WHAT TO WORK ON
Copy every line of the records below word for word, leaving the pictures out.

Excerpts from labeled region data
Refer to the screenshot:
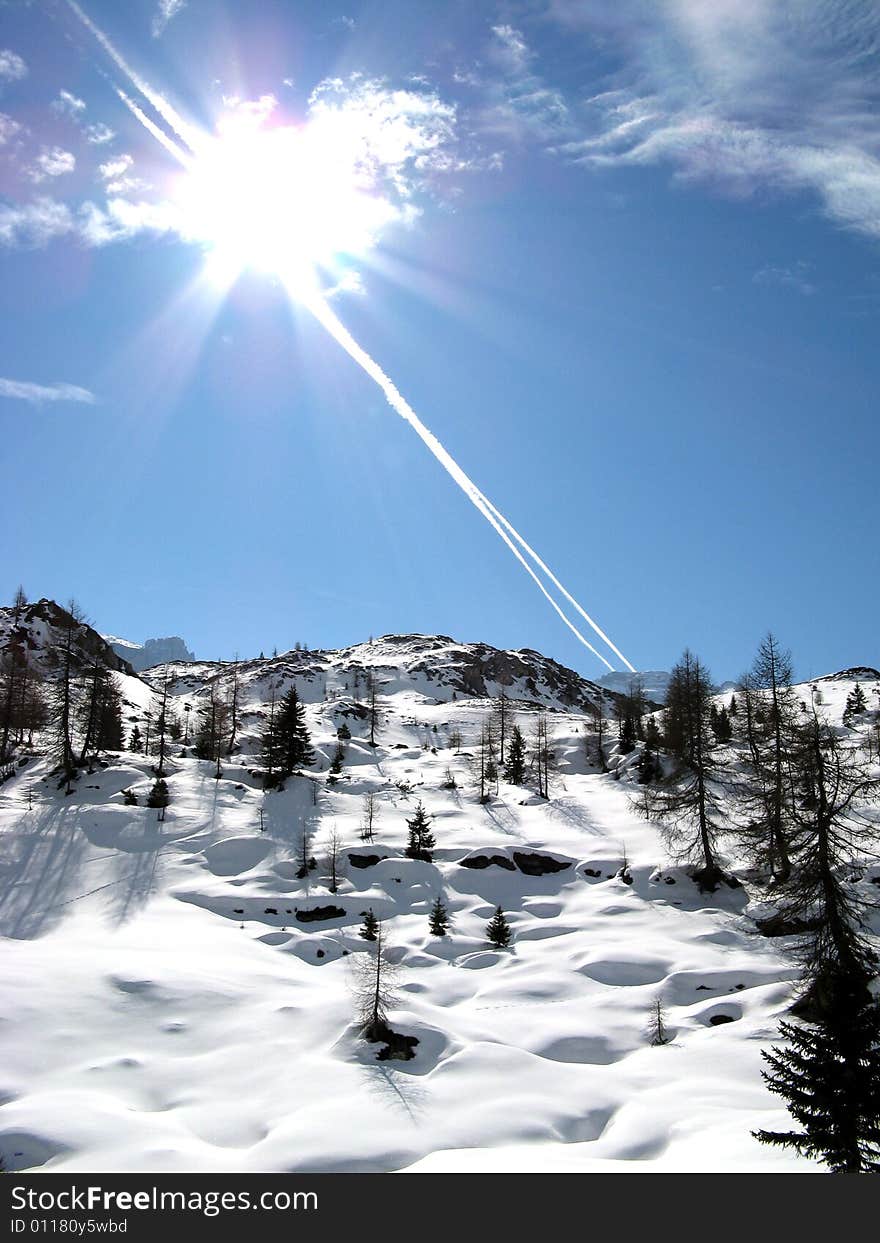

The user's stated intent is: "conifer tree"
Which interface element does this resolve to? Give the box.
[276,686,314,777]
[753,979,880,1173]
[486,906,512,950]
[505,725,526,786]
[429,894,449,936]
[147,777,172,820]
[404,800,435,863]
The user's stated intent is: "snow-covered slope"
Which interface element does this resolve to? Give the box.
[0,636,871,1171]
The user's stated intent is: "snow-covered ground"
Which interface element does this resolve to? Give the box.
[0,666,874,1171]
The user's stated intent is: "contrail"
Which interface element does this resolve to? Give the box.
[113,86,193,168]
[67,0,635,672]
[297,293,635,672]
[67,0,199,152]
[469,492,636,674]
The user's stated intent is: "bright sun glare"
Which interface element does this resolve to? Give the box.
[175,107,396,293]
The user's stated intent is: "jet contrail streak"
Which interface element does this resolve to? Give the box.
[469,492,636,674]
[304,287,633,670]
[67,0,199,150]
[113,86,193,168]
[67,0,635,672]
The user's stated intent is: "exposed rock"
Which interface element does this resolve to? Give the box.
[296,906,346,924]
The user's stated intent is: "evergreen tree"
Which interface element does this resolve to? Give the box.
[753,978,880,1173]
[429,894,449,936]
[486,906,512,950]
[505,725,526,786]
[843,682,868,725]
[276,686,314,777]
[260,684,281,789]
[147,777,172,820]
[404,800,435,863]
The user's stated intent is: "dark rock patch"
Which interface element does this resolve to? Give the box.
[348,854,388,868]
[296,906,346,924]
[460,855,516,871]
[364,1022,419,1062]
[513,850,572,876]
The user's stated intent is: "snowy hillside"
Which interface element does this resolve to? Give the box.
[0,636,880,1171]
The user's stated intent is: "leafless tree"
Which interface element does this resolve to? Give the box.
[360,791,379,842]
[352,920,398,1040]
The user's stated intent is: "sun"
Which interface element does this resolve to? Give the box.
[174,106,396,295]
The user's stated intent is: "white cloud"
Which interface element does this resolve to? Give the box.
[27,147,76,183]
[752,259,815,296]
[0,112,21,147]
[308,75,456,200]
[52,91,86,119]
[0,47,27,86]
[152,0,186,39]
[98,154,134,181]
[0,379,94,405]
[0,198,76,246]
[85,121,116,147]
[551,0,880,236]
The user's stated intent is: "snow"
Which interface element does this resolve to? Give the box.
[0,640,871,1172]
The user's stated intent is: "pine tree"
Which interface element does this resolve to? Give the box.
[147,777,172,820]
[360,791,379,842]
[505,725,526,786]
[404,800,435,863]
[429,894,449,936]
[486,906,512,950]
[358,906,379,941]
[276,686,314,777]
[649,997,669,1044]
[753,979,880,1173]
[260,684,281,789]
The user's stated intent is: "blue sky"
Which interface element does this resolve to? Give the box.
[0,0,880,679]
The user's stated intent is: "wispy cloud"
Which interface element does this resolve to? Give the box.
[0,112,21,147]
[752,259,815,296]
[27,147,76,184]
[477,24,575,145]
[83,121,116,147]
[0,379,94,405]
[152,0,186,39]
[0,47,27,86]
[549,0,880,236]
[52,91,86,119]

TASK ANSWER
Refer to the screenshot:

The user's stated intent is: "conifer tree"
Which interface element does this resolve to? Give the box.
[276,686,314,777]
[753,979,880,1173]
[486,906,512,950]
[505,725,526,786]
[429,894,449,936]
[147,777,172,820]
[404,800,435,863]
The user's stated intent is: "snow-covered slope"
Which interface element does this resolve to? Give the box.
[0,636,871,1171]
The user's stated intent is: "snow-covered ground"
Which interface element does this resolve to? Give the box.
[0,666,874,1171]
The user's stated intent is: "contrail"
Which interface element does this resolve to? Give the box.
[113,86,193,168]
[67,0,635,672]
[297,293,635,672]
[67,0,199,152]
[469,492,636,674]
The user's stated intent is: "bright sun glare"
Which interface element does this resolve to? Give the box.
[175,107,396,293]
The user's stated intent is: "jet contrail streak"
Which interface element does this resolve to? Give the box.
[469,492,636,674]
[304,287,633,670]
[67,0,199,150]
[113,86,193,168]
[67,0,635,672]
The user's stated intent is: "exposed rock"
Which interface element does this resolve to? Give the box.
[296,906,346,924]
The user's stated intent is: "evergreen tree"
Which interface element does this resolve to? Give the box.
[753,978,880,1173]
[429,894,449,936]
[486,906,512,950]
[505,725,526,786]
[843,682,868,725]
[276,686,314,777]
[260,684,281,789]
[147,777,172,820]
[404,800,435,863]
The user's stated intent is: "dark rock patch"
Which interface element does this resolve to? Give the box.
[348,854,388,868]
[296,906,346,924]
[460,855,516,871]
[364,1022,419,1062]
[513,850,572,876]
The user's stated intent is: "snowy hillside"
Which interface element does this resolve to? Give the box.
[0,636,880,1171]
The user's stated intent is: "leafless tree"
Which interface element does this resolve to? Give the box.
[360,791,379,842]
[352,920,398,1040]
The user's stated intent is: "sun"
Which interface element does this resolve to? Give the box.
[174,106,396,295]
The user's stated intent is: "white cloud"
Which interface element does this resolve to? Give the box.
[27,147,76,183]
[752,259,815,296]
[0,112,21,147]
[308,75,456,200]
[52,91,86,119]
[0,47,27,86]
[152,0,186,39]
[98,154,134,181]
[0,379,94,405]
[0,198,76,246]
[85,121,116,147]
[551,0,880,236]
The user's stated intent is: "snow"
Which interface element does this resolve to? Give the box.
[0,640,871,1172]
The user's stated intent is: "pine tree"
Which interface element does this resolve to? Give the box.
[147,777,172,820]
[360,791,379,842]
[505,725,526,786]
[404,800,435,863]
[429,894,449,936]
[486,906,512,950]
[358,906,379,941]
[276,686,314,777]
[649,997,669,1044]
[753,979,880,1173]
[260,684,281,789]
The user's stated intent is: "blue sky"
Which interface element does this resolve to? Give the box.
[0,0,880,679]
The user's stated intent is: "wispy cloud"
Which interface element does this resolve to? Give the box.
[0,112,21,147]
[752,259,815,296]
[27,147,76,184]
[477,24,575,145]
[83,121,116,147]
[0,379,94,405]
[152,0,186,39]
[0,47,27,86]
[549,0,880,236]
[52,91,86,119]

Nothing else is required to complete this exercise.